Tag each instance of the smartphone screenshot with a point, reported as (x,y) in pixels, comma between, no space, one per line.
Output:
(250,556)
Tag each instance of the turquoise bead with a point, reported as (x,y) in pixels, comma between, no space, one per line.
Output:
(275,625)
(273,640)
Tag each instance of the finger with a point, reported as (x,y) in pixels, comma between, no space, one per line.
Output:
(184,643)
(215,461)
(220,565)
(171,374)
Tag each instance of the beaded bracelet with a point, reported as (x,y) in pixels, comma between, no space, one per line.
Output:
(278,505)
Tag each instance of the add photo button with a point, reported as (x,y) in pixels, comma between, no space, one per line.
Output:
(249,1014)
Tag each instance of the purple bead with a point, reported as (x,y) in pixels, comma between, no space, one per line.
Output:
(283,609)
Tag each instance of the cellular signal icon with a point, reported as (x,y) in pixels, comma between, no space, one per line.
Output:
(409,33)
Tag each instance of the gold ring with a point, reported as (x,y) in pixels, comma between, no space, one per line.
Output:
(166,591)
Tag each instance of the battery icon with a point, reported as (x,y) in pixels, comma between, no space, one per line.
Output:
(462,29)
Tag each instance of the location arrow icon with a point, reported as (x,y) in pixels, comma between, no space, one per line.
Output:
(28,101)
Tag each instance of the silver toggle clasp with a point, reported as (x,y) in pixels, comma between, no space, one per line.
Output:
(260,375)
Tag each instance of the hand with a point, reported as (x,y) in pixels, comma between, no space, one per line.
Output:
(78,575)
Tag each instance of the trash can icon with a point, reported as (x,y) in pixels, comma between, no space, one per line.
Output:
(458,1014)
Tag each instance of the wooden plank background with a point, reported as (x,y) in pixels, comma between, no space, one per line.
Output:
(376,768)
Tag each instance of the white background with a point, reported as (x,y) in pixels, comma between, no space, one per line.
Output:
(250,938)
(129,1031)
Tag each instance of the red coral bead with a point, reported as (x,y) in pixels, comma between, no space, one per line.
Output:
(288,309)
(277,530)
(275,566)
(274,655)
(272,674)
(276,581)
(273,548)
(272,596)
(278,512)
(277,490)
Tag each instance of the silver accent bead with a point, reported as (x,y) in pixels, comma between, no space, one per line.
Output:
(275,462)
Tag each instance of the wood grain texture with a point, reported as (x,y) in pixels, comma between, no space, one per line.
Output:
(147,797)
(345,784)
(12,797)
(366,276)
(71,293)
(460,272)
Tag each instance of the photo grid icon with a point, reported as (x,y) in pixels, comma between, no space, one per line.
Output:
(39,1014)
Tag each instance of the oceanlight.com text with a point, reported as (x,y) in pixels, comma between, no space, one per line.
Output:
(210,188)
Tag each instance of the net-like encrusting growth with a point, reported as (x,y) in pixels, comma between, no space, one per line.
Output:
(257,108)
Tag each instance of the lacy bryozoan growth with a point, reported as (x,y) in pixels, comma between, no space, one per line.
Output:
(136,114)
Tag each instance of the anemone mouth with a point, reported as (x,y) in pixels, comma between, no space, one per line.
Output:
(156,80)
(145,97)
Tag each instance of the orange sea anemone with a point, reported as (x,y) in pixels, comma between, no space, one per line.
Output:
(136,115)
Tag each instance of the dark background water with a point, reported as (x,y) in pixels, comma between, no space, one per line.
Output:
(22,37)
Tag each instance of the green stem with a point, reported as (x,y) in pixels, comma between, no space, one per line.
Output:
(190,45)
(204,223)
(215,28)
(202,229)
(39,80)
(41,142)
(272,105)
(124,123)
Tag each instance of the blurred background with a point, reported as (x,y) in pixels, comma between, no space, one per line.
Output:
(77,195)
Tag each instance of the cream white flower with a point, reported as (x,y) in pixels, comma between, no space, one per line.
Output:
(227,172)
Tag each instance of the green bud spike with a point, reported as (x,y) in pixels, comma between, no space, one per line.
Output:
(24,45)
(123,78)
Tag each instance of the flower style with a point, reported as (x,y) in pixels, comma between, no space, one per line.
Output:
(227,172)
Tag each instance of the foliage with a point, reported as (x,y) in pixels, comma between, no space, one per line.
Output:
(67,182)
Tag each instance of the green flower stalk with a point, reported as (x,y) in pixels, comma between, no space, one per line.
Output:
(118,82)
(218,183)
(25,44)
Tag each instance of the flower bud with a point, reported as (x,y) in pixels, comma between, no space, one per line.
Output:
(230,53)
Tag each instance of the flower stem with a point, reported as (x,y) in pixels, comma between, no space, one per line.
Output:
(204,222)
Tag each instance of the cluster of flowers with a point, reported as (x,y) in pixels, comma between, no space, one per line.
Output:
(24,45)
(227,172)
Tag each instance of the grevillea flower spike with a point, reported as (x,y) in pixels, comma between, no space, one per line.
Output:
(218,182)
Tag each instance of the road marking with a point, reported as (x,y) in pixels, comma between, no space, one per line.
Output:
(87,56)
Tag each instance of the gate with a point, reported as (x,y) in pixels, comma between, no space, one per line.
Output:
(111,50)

==========

PROBLEM DETAILS> Recast every line of the entries above as a Markdown table with two columns, Row and Line. Number the rows in order and omit blank lines.

WRITTEN RESPONSE>
| Row | Line |
|---|---|
| 1 | Tag each instance of the smartphone screenshot with a point, reported as (x,y) in pixels, comma between, no space, one per line. |
| 2 | Output: |
| 3 | (250,556) |
| 4 | Tag each instance of the turquoise bead with a point, reported as (x,y) in pixels, comma between, no space, one per line. |
| 5 | Output: |
| 6 | (275,625) |
| 7 | (273,640) |
| 8 | Tag each instance of the finger with a point, reported as (x,y) in pixels, comma between, no space, one per line. |
| 9 | Output: |
| 10 | (184,643) |
| 11 | (215,461) |
| 12 | (220,565) |
| 13 | (171,374) |
| 14 | Tag each instance of the beaded bracelet with a point, reported as (x,y) in pixels, comma between, no space, one per line. |
| 15 | Output: |
| 16 | (278,505) |
| 17 | Tag each instance of the add photo button with a point, reported as (x,y) in pixels, comma between, no space, one per line. |
| 18 | Output: |
| 19 | (249,1014) |
| 20 | Tag each instance of the purple bead with a point, reported as (x,y) in pixels, comma between, no space, one per line. |
| 21 | Output: |
| 22 | (283,609) |
| 23 | Tag each instance of the cellular signal icon with a point, reported as (x,y) in pixels, comma between, no space, one per line. |
| 24 | Output: |
| 25 | (409,33) |
| 26 | Tag each instance of the gold ring with a point, reported as (x,y) in pixels, comma between, no space, one per line. |
| 27 | Output: |
| 28 | (166,591) |
| 29 | Tag each instance of the battery icon with a point, reported as (x,y) in pixels, comma between, no space, one per line. |
| 30 | Output: |
| 31 | (462,29) |
| 32 | Tag each instance of the location arrow icon with a point, reported as (x,y) in pixels, comma between, no space, one per line. |
| 33 | Output: |
| 34 | (28,101) |
| 35 | Tag each instance of the silver toggle clasp with a point, reported as (x,y) in pixels, comma between, no space, one per line. |
| 36 | Output: |
| 37 | (260,375) |
| 38 | Tag each instance of the hand with a point, reported as (x,y) in pixels, comma between, no space, one per line. |
| 39 | Output: |
| 40 | (78,575) |
| 41 | Tag each instance of the trash can icon with a point, reported as (x,y) in pixels, comma between, no space, one per line. |
| 42 | Output: |
| 43 | (458,1014) |
| 44 | Tag each instance of the wooden plank background with a point, reported as (x,y) in pixels, comma between, no space, one per line. |
| 45 | Output: |
| 46 | (376,768) |
| 47 | Tag each instance of the white background with a point, reported as (x,y) in pixels, comma between, no space, one per line. |
| 48 | Output: |
| 49 | (250,938) |
| 50 | (129,1031) |
| 51 | Tag each instance of the red coral bead with a point, reported as (x,y) in pixels, comma between, no space, one per line. |
| 52 | Output: |
| 53 | (288,309) |
| 54 | (277,530) |
| 55 | (275,566) |
| 56 | (274,655) |
| 57 | (272,674) |
| 58 | (276,581) |
| 59 | (273,548) |
| 60 | (272,596) |
| 61 | (278,512) |
| 62 | (277,490) |
| 63 | Tag each instance of the silver accent bead with a point, reported as (x,y) in pixels, comma between, no space, one per line. |
| 64 | Output: |
| 65 | (275,462) |
| 66 | Tag each instance of the wood grain texture with a point, reported as (x,y) in pixels, comma between, no space, one per line. |
| 67 | Output: |
| 68 | (147,797) |
| 69 | (345,784) |
| 70 | (12,797) |
| 71 | (366,276) |
| 72 | (71,293) |
| 73 | (460,272) |
| 74 | Tag each instance of the photo grid icon with a point, reported as (x,y) in pixels, comma between, no space, one per line. |
| 75 | Output: |
| 76 | (39,1014) |
| 77 | Tag each instance of the oceanlight.com text with a point, reported as (x,y) in pixels, comma between, no space, one per line. |
| 78 | Output: |
| 79 | (210,188) |
| 80 | Tag each instance of the net-like encrusting growth with a point, reported as (x,y) in pixels, comma between, no space, one per line. |
| 81 | Output: |
| 82 | (257,108) |
| 83 | Tag each instance of the lacy bryozoan growth with a point, reported as (x,y) in pixels, comma between, no space, one per line. |
| 84 | Output: |
| 85 | (136,114) |
| 86 | Tag each instance of the anemone mouth with a point, reported as (x,y) in pixels, comma between, no space, one per line. |
| 87 | Output: |
| 88 | (156,80) |
| 89 | (145,97) |
| 90 | Tag each instance of the orange sea anemone with a point, reported as (x,y) in pixels, comma between, no space, one per line. |
| 91 | Output: |
| 92 | (136,115) |
| 93 | Tag each instance of the dark background water with a point, reported as (x,y) in pixels, comma between, no space, one per line. |
| 94 | Output: |
| 95 | (22,37) |
| 96 | Tag each instance of the green stem with a point, reported as (x,y) in pixels, comma between, no space, one per line. |
| 97 | Output: |
| 98 | (190,45) |
| 99 | (204,223) |
| 100 | (215,28) |
| 101 | (202,229) |
| 102 | (39,80) |
| 103 | (41,142) |
| 104 | (272,105) |
| 105 | (124,123) |
| 106 | Tag each instance of the blurred background with a point, reported as (x,y) in pixels, comma between, no space, one per line. |
| 107 | Output: |
| 108 | (77,195) |
| 109 | Tag each instance of the cream white flower with a point, reported as (x,y) in pixels, comma between, no space, one per line. |
| 110 | Output: |
| 111 | (227,172) |
| 112 | Tag each instance of the green bud spike with a point, reported as (x,y) in pixels, comma between, no space, one per line. |
| 113 | Output: |
| 114 | (24,45) |
| 115 | (123,78) |
| 116 | Tag each instance of the flower style with a point, reported as (x,y) in pixels, comma between, no space, one per line. |
| 117 | Output: |
| 118 | (227,172) |
| 119 | Tag each instance of the foliage with a point, reported as (x,y) in pixels, comma between, no space, one per line. |
| 120 | Output: |
| 121 | (67,182) |
| 122 | Tag each instance of the green flower stalk with a point, reported as (x,y) in pixels, comma between, no space, one per line. |
| 123 | Output: |
| 124 | (118,82) |
| 125 | (218,183) |
| 126 | (25,44) |
| 127 | Tag each instance of the flower bud with a point, reported as (x,y) in pixels, comma between, no space, one per line. |
| 128 | Output: |
| 129 | (230,53) |
| 130 | Tag each instance of the flower stem with a point, reported as (x,y) in pixels, comma between, no space, one per line. |
| 131 | Output: |
| 132 | (204,222) |
| 133 | Tag each instance of the cluster of flowers with a point, reported as (x,y) in pixels, comma between, no space, one per line. |
| 134 | Output: |
| 135 | (24,45) |
| 136 | (227,172) |
| 137 | Tag each instance of the grevillea flower spike with a point, reported as (x,y) in pixels, comma between, no space, one per line. |
| 138 | Output: |
| 139 | (218,182) |
| 140 | Tag each instance of the road marking with a point, reported as (x,y) in pixels, comma between, no space, one per line. |
| 141 | Output: |
| 142 | (87,56) |
| 143 | Tag each instance of the gate with a point, reported as (x,y) in pixels, comma between, no space, one per line. |
| 144 | Output: |
| 145 | (111,50) |